**課題一覧:**
1: 本文の「誰もが及び腰になるなか、満を」から「肩を並べる快挙を成し遂げた。」までの全体を、「第1作目」を「最初の作品」に変えて書き直してください。
2: 記録のうち、「autumn」という文字列を含む行をすべて選び出して写してください。大文字と小文字は区別します。

ミステリ小説界の巨匠・綾辻行人(あやつじ・ゆきと)の最高傑作を映像化したドラマ、Huluオリジナル「十角館の殺人」がHuluで全5話独占配信中、早くも大きな話題を呼んでいる。緻密かつ巧妙な叙述トリックで読者をその世界に引き込みながらも、わずか“1行”で事件の真相を描くというその大胆かつ特異な構成から、「映像化は不可能」と言われ続けてきた本作。
誰もが及び腰になるなか、満を持して名乗りを挙げたのが、テレビドラマ「安楽椅子探偵」シリーズ(有栖川有栖と綾辻の共同原作/朝日放送)の演出を手掛けるなど、かねてから親交のあった内片輝(うちかた・あきら)監督だ。自ら綾辻作品のファンであることを公言し、準備に20年を費やしたという内片監督に、このプロジェクトに懸けた並々ならぬ思いを聞いた。
<Introduction> 本ドラマの原作である同名小説は、累計670万部の大ベストセラー「館」シリーズの記念すべき第1作目にして、綾辻行人史上最高傑作の呼び声高い作家デビュー作。2023年10月に発表されたタイム誌が選ぶ「史上最高のミステリ&スリラー本」オールタイム・ベスト100に選出され、ドストエフスキー「罪と罰」、アーサー・コナン・ドイル「バスカヴィル家の犬」、スティーヴン・キング「シャイニング」、トマス・ハリス「羊たちの沈黙」など世界の名だたる作家、名著と肩を並べる快挙を成し遂げた。

**元の記録:**
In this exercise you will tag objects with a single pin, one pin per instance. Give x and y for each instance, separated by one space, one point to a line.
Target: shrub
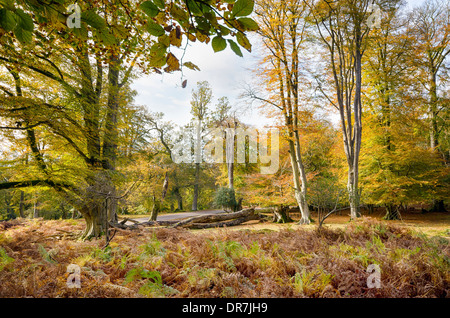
226 199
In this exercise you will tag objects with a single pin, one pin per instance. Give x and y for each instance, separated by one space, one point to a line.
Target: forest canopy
356 90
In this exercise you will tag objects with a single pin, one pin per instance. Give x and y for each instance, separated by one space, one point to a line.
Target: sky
226 72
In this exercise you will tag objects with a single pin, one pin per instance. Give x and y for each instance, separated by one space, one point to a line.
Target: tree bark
196 187
22 204
299 188
392 212
247 213
281 215
179 198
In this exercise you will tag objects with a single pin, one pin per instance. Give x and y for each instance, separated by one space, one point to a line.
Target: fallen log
234 222
246 213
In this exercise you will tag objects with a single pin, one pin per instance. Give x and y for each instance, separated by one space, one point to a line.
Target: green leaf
23 35
93 19
179 14
248 24
194 7
155 29
242 8
218 44
107 37
45 255
160 3
7 20
244 42
26 22
235 48
224 30
191 66
150 9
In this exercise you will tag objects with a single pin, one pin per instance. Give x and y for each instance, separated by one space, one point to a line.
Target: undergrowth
162 262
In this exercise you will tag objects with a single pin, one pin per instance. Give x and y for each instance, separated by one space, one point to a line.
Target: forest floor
250 260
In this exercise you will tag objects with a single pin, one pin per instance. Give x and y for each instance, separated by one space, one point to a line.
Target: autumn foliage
34 257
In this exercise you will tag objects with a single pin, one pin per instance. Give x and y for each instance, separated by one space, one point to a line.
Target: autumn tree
90 60
430 54
343 28
283 36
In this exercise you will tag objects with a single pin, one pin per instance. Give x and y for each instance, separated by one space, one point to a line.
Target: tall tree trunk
303 203
196 187
22 204
433 112
299 189
392 212
179 198
230 136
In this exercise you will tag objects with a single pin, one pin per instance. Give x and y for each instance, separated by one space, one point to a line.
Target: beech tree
90 63
283 34
343 28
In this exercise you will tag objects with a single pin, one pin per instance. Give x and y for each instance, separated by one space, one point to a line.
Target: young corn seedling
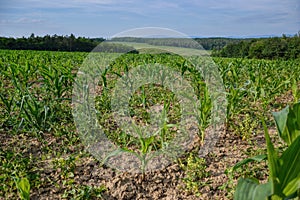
284 177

**課題別の解答:**
1:
誰もが及び腰になるなか、満を持して名乗りを挙げたのが、テレビドラマ「安楽椅子探偵」シリーズ(有栖川有栖と綾辻の共同原作/朝日放送)の演出を手掛けるなど、かねてから親交のあった内片輝(うちかた・あきら)監督だ。自ら綾辻作品のファンであることを公言し、準備に20年を費やしたという内片監督に、このプロジェクトに懸けた並々ならぬ思いを聞いた。
<Introduction> 本ドラマの原作である同名小説は、累計670万部の大ベストセラー「館」シリーズの記念すべき最初の作品にして、綾辻行人史上最高傑作の呼び声高い作家デビュー作。2023年10月に発表されたタイム誌が選ぶ「史上最高のミステリ&スリラー本」オールタイム・ベスト100に選出され、ドストエフスキー「罪と罰」、アーサー・コナン・ドイル「バスカヴィル家の犬」、スティーヴン・キング「シャイニング」、トマス・ハリス「羊たちの沈黙」など世界の名だたる作家、名著と肩を並べる快挙を成し遂げた。

2:
Target: autumn foliage
Target: autumn tree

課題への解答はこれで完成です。